▸ Given data:

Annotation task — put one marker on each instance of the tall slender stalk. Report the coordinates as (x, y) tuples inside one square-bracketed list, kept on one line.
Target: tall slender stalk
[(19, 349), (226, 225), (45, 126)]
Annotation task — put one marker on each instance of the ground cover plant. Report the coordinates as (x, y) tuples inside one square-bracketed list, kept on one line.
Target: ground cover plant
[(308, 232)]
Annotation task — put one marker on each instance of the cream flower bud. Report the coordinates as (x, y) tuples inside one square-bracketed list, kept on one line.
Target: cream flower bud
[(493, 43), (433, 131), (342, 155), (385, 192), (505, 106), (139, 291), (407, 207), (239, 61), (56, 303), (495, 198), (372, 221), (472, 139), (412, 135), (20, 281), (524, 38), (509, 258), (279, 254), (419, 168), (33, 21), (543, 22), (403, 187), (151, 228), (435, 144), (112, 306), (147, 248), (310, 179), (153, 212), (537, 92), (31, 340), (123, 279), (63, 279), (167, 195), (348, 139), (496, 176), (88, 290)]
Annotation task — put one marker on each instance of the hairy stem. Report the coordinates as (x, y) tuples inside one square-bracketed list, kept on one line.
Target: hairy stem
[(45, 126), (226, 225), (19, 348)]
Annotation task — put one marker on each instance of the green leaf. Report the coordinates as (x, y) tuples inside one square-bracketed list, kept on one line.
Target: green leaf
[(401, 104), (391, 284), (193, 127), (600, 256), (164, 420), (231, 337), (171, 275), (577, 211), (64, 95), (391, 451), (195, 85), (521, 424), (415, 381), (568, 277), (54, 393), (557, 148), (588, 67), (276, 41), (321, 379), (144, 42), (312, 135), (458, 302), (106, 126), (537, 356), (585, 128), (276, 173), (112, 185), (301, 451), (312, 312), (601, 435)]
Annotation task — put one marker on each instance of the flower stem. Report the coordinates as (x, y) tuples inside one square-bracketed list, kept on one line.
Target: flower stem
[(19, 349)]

▸ Task instructions:
Take the entries above and transcribe them in full.

▸ The answer:
Annotation task — put one marker on each instance of the tall slender stalk. Report the coordinates as (x, y) tuples inside one square-bracketed list, kept on one line.
Target: tall slender stalk
[(19, 349), (226, 225), (45, 126)]
Annotation task — put one marker on each instance of the ground cover plant. Report the coordinates as (x, y) tuples inside one square-bracketed list, kept on one line.
Target: ground cover plant
[(308, 232)]
Annotation task — put one marker on each instance of the cream flower bud. Report the coordinates as (x, y) tuples inside one square-bracketed list, kept on one line.
Target: cream flower bud
[(493, 43), (433, 131), (342, 155), (385, 192), (505, 106), (139, 291), (407, 207), (239, 61), (56, 303), (495, 198), (372, 221), (472, 139), (412, 135), (20, 281), (524, 38), (509, 258), (279, 254), (419, 168), (33, 21), (543, 22), (403, 187), (151, 228), (435, 144), (112, 306), (147, 248), (310, 179), (153, 212), (537, 92), (31, 340), (123, 279), (63, 279), (167, 195), (348, 139), (496, 176), (88, 290)]
Annotation task — put one marker on each instance of the hairy stem. Report the coordinates as (x, y) tuples inside one square-bracketed list, kept on one line.
Target: hairy stem
[(45, 126), (226, 225), (19, 348)]
Annotation task — put one marker on each instance of the green leaf. Report the coordinates as (x, y) tuples inside one square-bracketed list, kept on one line.
Target: green leaf
[(401, 104), (391, 284), (193, 127), (600, 256), (164, 420), (231, 337), (171, 275), (577, 211), (64, 95), (391, 451), (195, 85), (521, 424), (415, 381), (568, 277), (54, 393), (557, 148), (588, 67), (276, 41), (321, 379), (144, 42), (312, 135), (458, 302), (106, 126), (537, 356), (585, 128), (276, 173), (112, 185), (301, 451), (312, 312), (601, 435)]
Annotation task — put one marker on each instance of the flower stem. Report the coordinates as (x, y) tuples inside one square-bracketed list, kept on one line.
Target: flower stem
[(19, 349)]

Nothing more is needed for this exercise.